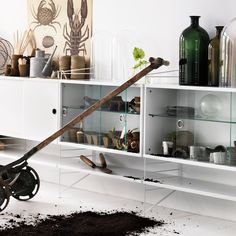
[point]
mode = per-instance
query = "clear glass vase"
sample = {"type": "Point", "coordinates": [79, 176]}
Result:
{"type": "Point", "coordinates": [228, 55]}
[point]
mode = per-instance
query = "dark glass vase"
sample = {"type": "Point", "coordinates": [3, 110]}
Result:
{"type": "Point", "coordinates": [193, 55]}
{"type": "Point", "coordinates": [214, 58]}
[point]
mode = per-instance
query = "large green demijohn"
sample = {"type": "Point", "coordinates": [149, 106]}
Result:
{"type": "Point", "coordinates": [193, 55]}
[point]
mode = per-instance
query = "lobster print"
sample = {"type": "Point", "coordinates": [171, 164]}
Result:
{"type": "Point", "coordinates": [76, 36]}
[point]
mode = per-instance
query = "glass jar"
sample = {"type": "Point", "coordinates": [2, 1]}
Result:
{"type": "Point", "coordinates": [193, 55]}
{"type": "Point", "coordinates": [228, 55]}
{"type": "Point", "coordinates": [214, 58]}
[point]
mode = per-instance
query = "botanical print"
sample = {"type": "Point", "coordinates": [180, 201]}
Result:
{"type": "Point", "coordinates": [65, 23]}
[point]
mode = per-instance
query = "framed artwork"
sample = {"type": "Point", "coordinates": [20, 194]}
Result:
{"type": "Point", "coordinates": [65, 23]}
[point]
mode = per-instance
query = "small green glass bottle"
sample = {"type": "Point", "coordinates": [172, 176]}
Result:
{"type": "Point", "coordinates": [214, 58]}
{"type": "Point", "coordinates": [193, 55]}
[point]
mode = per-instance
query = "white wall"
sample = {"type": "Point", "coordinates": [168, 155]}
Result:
{"type": "Point", "coordinates": [13, 17]}
{"type": "Point", "coordinates": [157, 23]}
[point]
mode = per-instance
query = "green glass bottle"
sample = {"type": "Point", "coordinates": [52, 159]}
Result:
{"type": "Point", "coordinates": [214, 58]}
{"type": "Point", "coordinates": [193, 55]}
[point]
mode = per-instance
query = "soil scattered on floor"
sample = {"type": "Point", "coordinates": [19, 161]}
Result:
{"type": "Point", "coordinates": [82, 223]}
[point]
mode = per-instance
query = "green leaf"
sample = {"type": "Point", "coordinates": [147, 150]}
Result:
{"type": "Point", "coordinates": [138, 53]}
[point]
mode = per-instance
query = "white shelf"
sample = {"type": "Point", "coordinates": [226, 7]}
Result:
{"type": "Point", "coordinates": [187, 185]}
{"type": "Point", "coordinates": [186, 87]}
{"type": "Point", "coordinates": [191, 162]}
{"type": "Point", "coordinates": [100, 149]}
{"type": "Point", "coordinates": [193, 186]}
{"type": "Point", "coordinates": [10, 155]}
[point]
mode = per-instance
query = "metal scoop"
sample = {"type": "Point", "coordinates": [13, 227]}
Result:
{"type": "Point", "coordinates": [103, 166]}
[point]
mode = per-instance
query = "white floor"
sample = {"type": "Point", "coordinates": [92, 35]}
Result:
{"type": "Point", "coordinates": [177, 222]}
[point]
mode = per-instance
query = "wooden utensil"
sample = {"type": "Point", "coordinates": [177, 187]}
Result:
{"type": "Point", "coordinates": [93, 165]}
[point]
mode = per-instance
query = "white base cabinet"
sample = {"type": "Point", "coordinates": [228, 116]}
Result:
{"type": "Point", "coordinates": [204, 116]}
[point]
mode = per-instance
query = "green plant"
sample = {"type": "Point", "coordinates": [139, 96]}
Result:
{"type": "Point", "coordinates": [138, 55]}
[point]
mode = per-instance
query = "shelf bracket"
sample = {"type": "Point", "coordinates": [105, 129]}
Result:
{"type": "Point", "coordinates": [161, 200]}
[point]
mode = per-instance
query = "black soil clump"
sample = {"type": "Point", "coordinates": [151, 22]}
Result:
{"type": "Point", "coordinates": [85, 224]}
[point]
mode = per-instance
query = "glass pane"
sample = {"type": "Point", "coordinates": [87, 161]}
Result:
{"type": "Point", "coordinates": [189, 124]}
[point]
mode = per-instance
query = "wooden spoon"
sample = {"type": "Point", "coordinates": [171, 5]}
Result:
{"type": "Point", "coordinates": [93, 165]}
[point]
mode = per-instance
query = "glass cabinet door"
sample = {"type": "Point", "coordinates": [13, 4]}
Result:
{"type": "Point", "coordinates": [114, 126]}
{"type": "Point", "coordinates": [191, 124]}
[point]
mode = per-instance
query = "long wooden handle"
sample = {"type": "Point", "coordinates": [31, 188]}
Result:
{"type": "Point", "coordinates": [154, 64]}
{"type": "Point", "coordinates": [102, 160]}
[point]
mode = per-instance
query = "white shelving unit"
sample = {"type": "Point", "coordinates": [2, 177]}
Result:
{"type": "Point", "coordinates": [154, 125]}
{"type": "Point", "coordinates": [206, 131]}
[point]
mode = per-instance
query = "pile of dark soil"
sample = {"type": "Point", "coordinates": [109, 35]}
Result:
{"type": "Point", "coordinates": [83, 223]}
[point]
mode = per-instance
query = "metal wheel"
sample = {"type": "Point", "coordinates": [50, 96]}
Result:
{"type": "Point", "coordinates": [26, 185]}
{"type": "Point", "coordinates": [4, 195]}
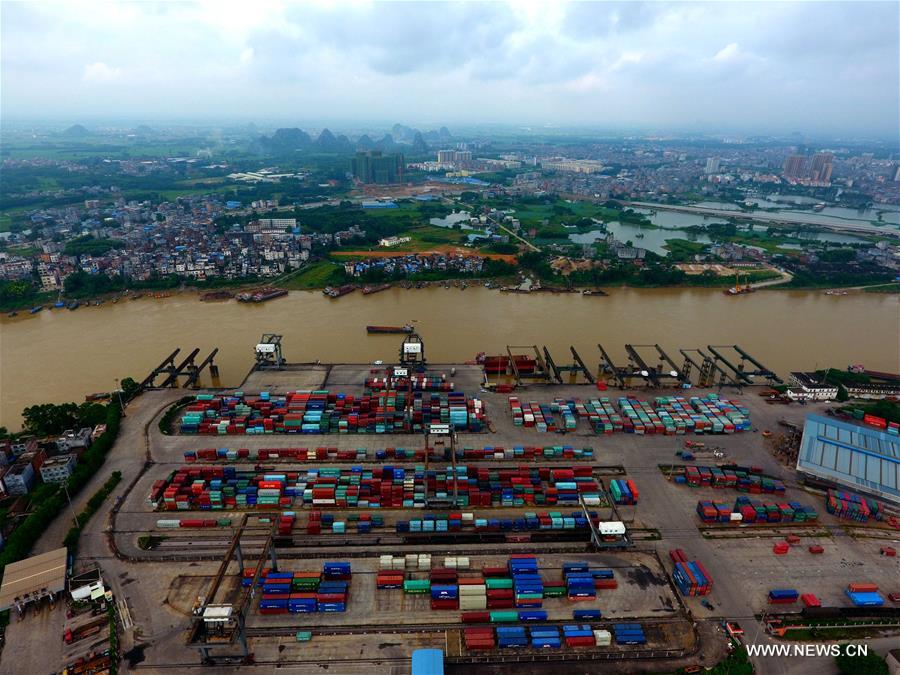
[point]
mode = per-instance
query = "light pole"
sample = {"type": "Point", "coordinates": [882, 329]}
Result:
{"type": "Point", "coordinates": [74, 515]}
{"type": "Point", "coordinates": [119, 393]}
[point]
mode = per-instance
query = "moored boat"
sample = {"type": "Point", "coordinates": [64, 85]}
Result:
{"type": "Point", "coordinates": [376, 330]}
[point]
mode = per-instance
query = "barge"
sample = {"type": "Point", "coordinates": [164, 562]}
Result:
{"type": "Point", "coordinates": [216, 295]}
{"type": "Point", "coordinates": [338, 292]}
{"type": "Point", "coordinates": [262, 294]}
{"type": "Point", "coordinates": [380, 330]}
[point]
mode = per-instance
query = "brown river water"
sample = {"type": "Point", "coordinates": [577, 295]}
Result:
{"type": "Point", "coordinates": [60, 355]}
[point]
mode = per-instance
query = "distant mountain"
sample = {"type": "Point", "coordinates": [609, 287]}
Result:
{"type": "Point", "coordinates": [285, 141]}
{"type": "Point", "coordinates": [386, 144]}
{"type": "Point", "coordinates": [439, 137]}
{"type": "Point", "coordinates": [365, 143]}
{"type": "Point", "coordinates": [76, 131]}
{"type": "Point", "coordinates": [403, 134]}
{"type": "Point", "coordinates": [327, 142]}
{"type": "Point", "coordinates": [419, 144]}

Prompt:
Any pictures should be dropped; transcribe the rest of the records above exactly.

Exercise answer:
[point]
mode = per-instance
query = "clear glass vase"
sample = {"type": "Point", "coordinates": [79, 176]}
Result:
{"type": "Point", "coordinates": [228, 55]}
[point]
mode = per-instance
query = "dark glass vase"
sample = {"type": "Point", "coordinates": [3, 110]}
Result:
{"type": "Point", "coordinates": [193, 55]}
{"type": "Point", "coordinates": [214, 58]}
[point]
mode = per-instance
query = "large green demijohn"
sample = {"type": "Point", "coordinates": [149, 106]}
Result:
{"type": "Point", "coordinates": [193, 55]}
[point]
mode = per-instance
query = "lobster print"
sample = {"type": "Point", "coordinates": [171, 164]}
Result:
{"type": "Point", "coordinates": [76, 36]}
[point]
mode = per-instance
query = "glass jar"
sample = {"type": "Point", "coordinates": [2, 1]}
Result:
{"type": "Point", "coordinates": [193, 55]}
{"type": "Point", "coordinates": [228, 55]}
{"type": "Point", "coordinates": [214, 58]}
[point]
mode = per-instance
query = "botanical print"
sample = {"type": "Point", "coordinates": [180, 201]}
Result:
{"type": "Point", "coordinates": [65, 23]}
[point]
mode = per-instance
query = "framed artwork"
sample = {"type": "Point", "coordinates": [20, 194]}
Result:
{"type": "Point", "coordinates": [65, 23]}
[point]
mode = per-instance
query = "small green glass bottle"
sample = {"type": "Point", "coordinates": [172, 176]}
Result:
{"type": "Point", "coordinates": [214, 58]}
{"type": "Point", "coordinates": [193, 55]}
[point]
mode = per-instance
query = "white wall"
sample = {"type": "Point", "coordinates": [168, 155]}
Result:
{"type": "Point", "coordinates": [13, 17]}
{"type": "Point", "coordinates": [157, 23]}
[point]
mode = per-instance
query = "green glass bottle"
sample = {"type": "Point", "coordinates": [52, 159]}
Result:
{"type": "Point", "coordinates": [214, 58]}
{"type": "Point", "coordinates": [193, 55]}
[point]
mode = per-instance
query = "soil scattered on floor"
sample = {"type": "Point", "coordinates": [19, 161]}
Result:
{"type": "Point", "coordinates": [82, 223]}
[point]
mode = per-instance
query = "green leaf"
sample = {"type": "Point", "coordinates": [147, 150]}
Result:
{"type": "Point", "coordinates": [138, 53]}
[point]
mode = per-instance
query = "white shelf"
sample = {"type": "Point", "coordinates": [226, 7]}
Result:
{"type": "Point", "coordinates": [187, 185]}
{"type": "Point", "coordinates": [186, 87]}
{"type": "Point", "coordinates": [191, 162]}
{"type": "Point", "coordinates": [100, 149]}
{"type": "Point", "coordinates": [193, 186]}
{"type": "Point", "coordinates": [10, 155]}
[point]
mode = per-instance
query = "metal scoop"
sample = {"type": "Point", "coordinates": [13, 227]}
Result:
{"type": "Point", "coordinates": [103, 166]}
[point]
mode = per-instance
query = "white floor"
sample = {"type": "Point", "coordinates": [92, 35]}
Result:
{"type": "Point", "coordinates": [177, 222]}
[point]
mode = per-instance
query = "wooden utensil"
sample = {"type": "Point", "coordinates": [177, 187]}
Result:
{"type": "Point", "coordinates": [93, 165]}
[point]
mode = per-instance
query = "white base cabinet"
sample = {"type": "Point", "coordinates": [228, 116]}
Result:
{"type": "Point", "coordinates": [204, 116]}
[point]
mode = per-instance
query = "green plant"
sample = {"type": "Point", "coordinates": [139, 96]}
Result:
{"type": "Point", "coordinates": [138, 55]}
[point]
mode = per-instance
query = "shelf bracket"
sample = {"type": "Point", "coordinates": [105, 129]}
Result:
{"type": "Point", "coordinates": [161, 200]}
[point]
mode = per-instance
query = "black soil clump"
sample = {"type": "Point", "coordinates": [151, 22]}
Result:
{"type": "Point", "coordinates": [85, 224]}
[point]
mode = per-instance
query = "glass pane"
sample = {"type": "Point", "coordinates": [87, 161]}
Result:
{"type": "Point", "coordinates": [189, 124]}
[point]
mode = per-instance
query = "wooden spoon"
sample = {"type": "Point", "coordinates": [171, 5]}
Result:
{"type": "Point", "coordinates": [93, 165]}
[point]
mode = per-instance
query = "glass cabinet door"
sample = {"type": "Point", "coordinates": [13, 4]}
Result:
{"type": "Point", "coordinates": [114, 126]}
{"type": "Point", "coordinates": [191, 124]}
[point]
mode = per-instance
query = "long wooden handle"
sample = {"type": "Point", "coordinates": [31, 188]}
Result:
{"type": "Point", "coordinates": [154, 64]}
{"type": "Point", "coordinates": [102, 160]}
[point]
mode = per-instance
query = "white shelving unit"
sample = {"type": "Point", "coordinates": [2, 177]}
Result:
{"type": "Point", "coordinates": [154, 125]}
{"type": "Point", "coordinates": [206, 131]}
[point]
mode = per-instance
query = "pile of dark soil"
sample = {"type": "Point", "coordinates": [109, 35]}
Result:
{"type": "Point", "coordinates": [83, 223]}
[point]
mode = per-instance
query = "metal wheel"
sample = {"type": "Point", "coordinates": [50, 96]}
Result:
{"type": "Point", "coordinates": [26, 185]}
{"type": "Point", "coordinates": [4, 195]}
[point]
mode = per-instance
query = "light pole"
sample = {"type": "Point", "coordinates": [882, 329]}
Result:
{"type": "Point", "coordinates": [74, 515]}
{"type": "Point", "coordinates": [119, 393]}
[point]
mode = per-instance
query = "moored boat"
sample = {"type": "Point", "coordinates": [64, 85]}
Result:
{"type": "Point", "coordinates": [376, 330]}
[point]
mode = per-instance
query = "barge"
sample = {"type": "Point", "coordinates": [164, 562]}
Result:
{"type": "Point", "coordinates": [216, 295]}
{"type": "Point", "coordinates": [338, 292]}
{"type": "Point", "coordinates": [262, 294]}
{"type": "Point", "coordinates": [380, 330]}
[point]
mode = per-instance
query = "brown river water"
sample = {"type": "Point", "coordinates": [577, 295]}
Result:
{"type": "Point", "coordinates": [60, 355]}
[point]
mode = per-instance
query = "distant mountain"
sample = {"type": "Point", "coordinates": [609, 287]}
Result:
{"type": "Point", "coordinates": [285, 141]}
{"type": "Point", "coordinates": [386, 144]}
{"type": "Point", "coordinates": [439, 137]}
{"type": "Point", "coordinates": [365, 143]}
{"type": "Point", "coordinates": [76, 131]}
{"type": "Point", "coordinates": [403, 134]}
{"type": "Point", "coordinates": [327, 142]}
{"type": "Point", "coordinates": [419, 144]}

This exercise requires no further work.